▸ Work to complete
1. Answer these questions using the Bethlehem Steel Football Club history:
(a) Which team did the Bethlehem Football Club face in its first official match, and what was the result?
(b) What did the steel company build in 1913?
(c) What name did the club compete under after it moved to Philadelphia?
2. List every league named in the Bethlehem Steel Football Club history.
3. Continue the Bethlehem Steel Football Club history from its last sentence.

▸ Text block
________________

Bethlehem Steel Football Club (1907–1930) was one of the most successful early American soccer clubs. Known as the Bethlehem Football Club from 1907 until 1915 when it became the Bethlehem Steel Football Club, the team was sponsored by the Bethlehem Steel corporation.  Bethlehem Steel FC played their home games first at East End Field in Bethlehem, Pennsylvania, in the Lehigh Valley, then later on the grounds Bethlehem Steel built on Elizabeth Ave named Bethlehem Steel Athletic Field.

History

The first soccer ball came to Bethlehem in 1904, according to a June 2, 1925, article in The Bethlehem Globe. The sport took hold of the town and local steel workers formed a recreational team. On November 17, 1907, the Bethlehem Football Club played its first official match, an 11–2 loss to West Hudson A.A., at the time one of the top professional teams in the country. In 1913 the steel company created Bethlehem Steel Athletic Field, the country's first soccer field with stadium-seating. In 1914 Charles Schwab, owner of the Steel Company, took the team professional, using his wealth to induce several top players to move to Bethlehem Steel and changing the team name to the Bethlehem Steel Football Club. Schwab would eventually begin importing players from Scotland and England. From 1911 to 1915, the club was a member of the amateur Allied American Foot Ball Association before moving to the American Soccer League of Philadelphia, another amateur league, for the 1915–1916 season.

Bethlehem Steel was not associated with a league from 1916 to 1917, playing only exhibition or cup games. In 1917, it joined the professional National Association Foot Ball League. In 1921, several teams from the NAFBL and other regional leagues joined together to form the American Soccer League. Although one of the strongest teams of the time, the owners decided to disband the club, moving the players and management to Philadelphia where it competed as the Philadelphia Field Club. Legendary Scottish football player Alex Jackson, played for Bethlehem Steel. Although Philadelphia won the first ASL championship, the team was in financial trouble and lacked fan support. The ownership moved it back to Bethlehem the next year taking back their old name.

________________

▸ Records

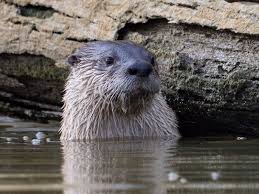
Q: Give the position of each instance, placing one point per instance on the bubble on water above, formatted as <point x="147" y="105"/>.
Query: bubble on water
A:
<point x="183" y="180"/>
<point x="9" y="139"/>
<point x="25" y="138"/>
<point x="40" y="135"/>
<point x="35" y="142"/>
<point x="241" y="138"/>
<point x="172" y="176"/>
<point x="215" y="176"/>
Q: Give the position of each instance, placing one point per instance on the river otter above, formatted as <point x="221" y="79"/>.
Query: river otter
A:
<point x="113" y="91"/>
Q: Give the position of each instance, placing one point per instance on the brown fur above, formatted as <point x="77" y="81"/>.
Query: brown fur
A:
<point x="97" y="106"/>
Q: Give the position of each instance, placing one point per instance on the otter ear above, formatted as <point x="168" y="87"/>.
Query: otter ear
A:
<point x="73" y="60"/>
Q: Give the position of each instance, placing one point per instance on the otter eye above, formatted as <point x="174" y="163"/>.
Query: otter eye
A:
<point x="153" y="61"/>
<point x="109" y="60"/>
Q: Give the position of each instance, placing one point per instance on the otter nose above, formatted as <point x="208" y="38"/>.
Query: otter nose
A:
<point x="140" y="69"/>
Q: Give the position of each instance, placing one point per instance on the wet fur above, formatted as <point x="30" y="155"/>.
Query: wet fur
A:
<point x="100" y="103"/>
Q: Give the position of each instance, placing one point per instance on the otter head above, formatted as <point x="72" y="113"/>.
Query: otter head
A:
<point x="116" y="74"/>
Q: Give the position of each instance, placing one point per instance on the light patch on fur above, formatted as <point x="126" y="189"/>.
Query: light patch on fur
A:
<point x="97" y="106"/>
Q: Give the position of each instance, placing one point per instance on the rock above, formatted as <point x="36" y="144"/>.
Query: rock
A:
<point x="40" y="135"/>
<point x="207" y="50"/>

________________

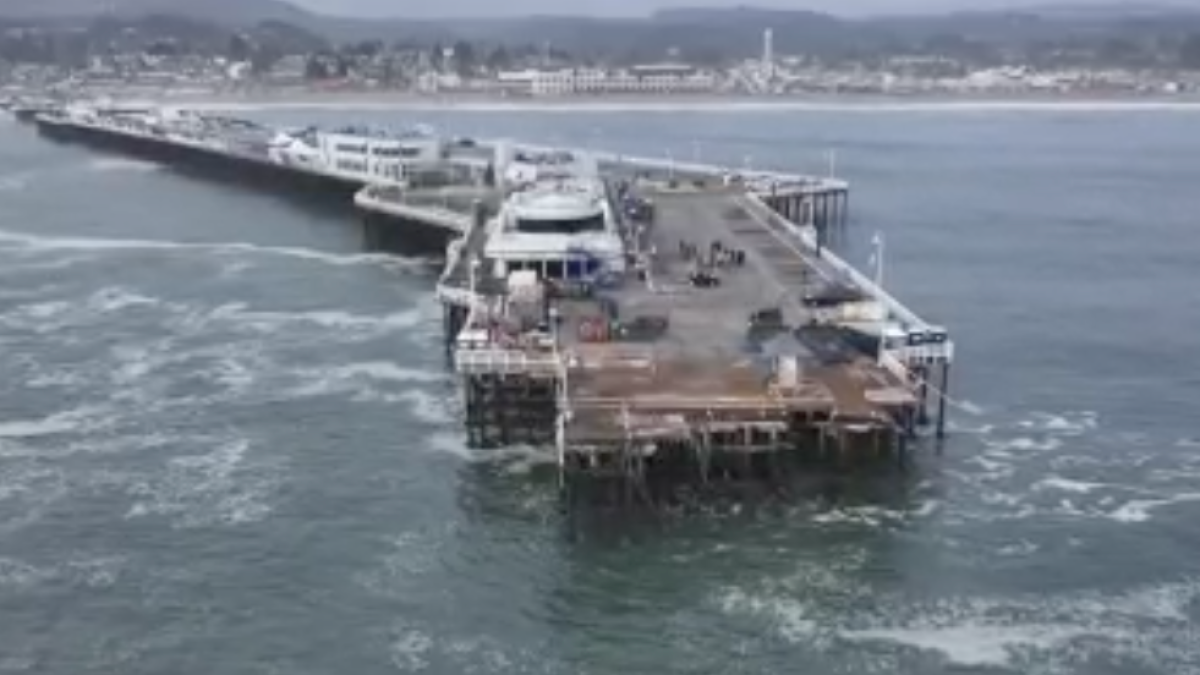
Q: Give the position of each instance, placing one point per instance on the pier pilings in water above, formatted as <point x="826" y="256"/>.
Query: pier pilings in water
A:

________________

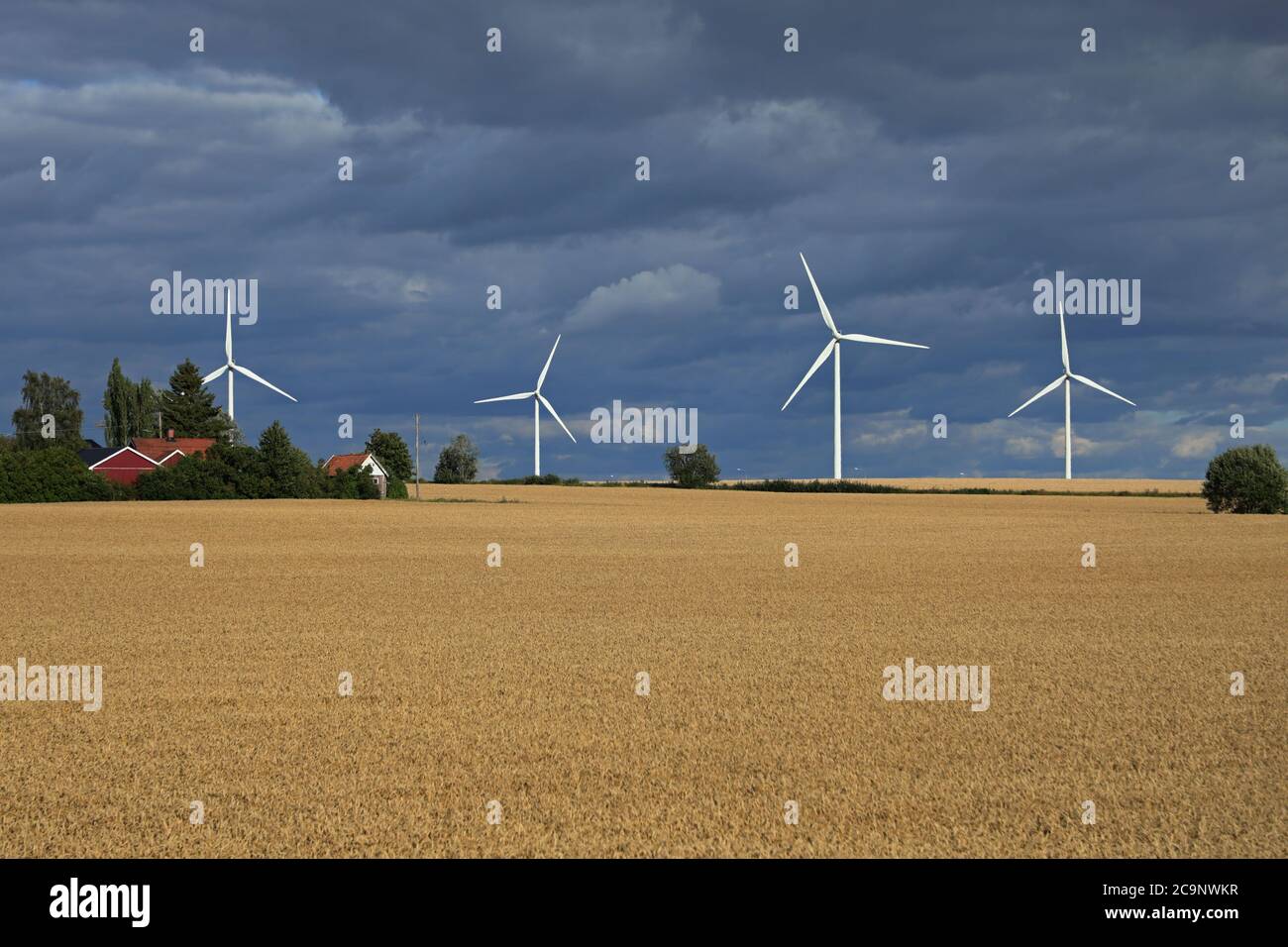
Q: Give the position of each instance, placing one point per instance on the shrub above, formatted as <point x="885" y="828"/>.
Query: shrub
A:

________________

▸ Results
1.
(a) West Hudson A.A.; Bethlehem lost 11–2.
(b) Bethlehem Steel Athletic Field, the country's first soccer field with stadium seating.
(c) The Philadelphia Field Club.

2.
- Allied American Foot Ball Association
- American Soccer League of Philadelphia
- National Association Foot Ball League
- American Soccer League

3.
In 1925, Bethlehem, and the rest of the ASL, boycotted the National Challenge Cup. While this created some animosity with the United States Football Association, no serious ramification resulted. However, in 1928, the ASL again boycotted the Challenge Cup. When Bethlehem Steel chose to ignore the boycott, the league expelled them. Under the leadership of the USFA, Bethlehem Steel and two other expelled teams joined with teams from the Southern New York State Soccer Association to create the Eastern Soccer League. These actions, part of the 1928–1929 "Soccer Wars", along with the Great Depression, financially devastated the ASL, ESL and Bethlehem Steel FC. While Bethlehem Steel FC rejoined the ASL in 1929, the damage was done and the team folded after the spring 1930 season.

Year-by-year

Honors
 League Champion
 Winner (9): 1913, 1914, 1915, 1919, 1920, 1921, 1927, 1929, Fall 1929
 Runner Up (5): 1916, 1918, 1923, 1924, 1925
 National Challenge Cup
 Winner (5): 1915, 1916, 1918, 1919, 1926
 Runner Up (1): 1917
 American Cup
 Winner (6): 1914, 1916, 1917, 1918, 1919, 1924
 Runner Up (1): 1920
 Lewis Cup
 Winner (1): 1928
 Allied Amateur Cup
 Winner (1): 1914
 Runner Up (1): 1912
 National Association Football League
 Winner (3): 1918–19, 1919–20, 1920–21
 Runner Up (1):1917–18
 American Soccer League
 Winner (1): 1926–27 
 Runner Up (3):1922–23, 1923–24, 1924–25

Famous players 
 Archibald McPherson Stark: World Record holder of the Highest Season Scoring Record (67 goals, 1924/25 season)

Coaches
Harry Trend: 1909
Carpenter: 1913
Jimmy Lawson: 1914
William Sheridan:  ?–1924
Jimmy Easton: 1924–
William Sheridan: 1930

References

External links

History of Bethlehem Steel F.C. by Dan Morrison.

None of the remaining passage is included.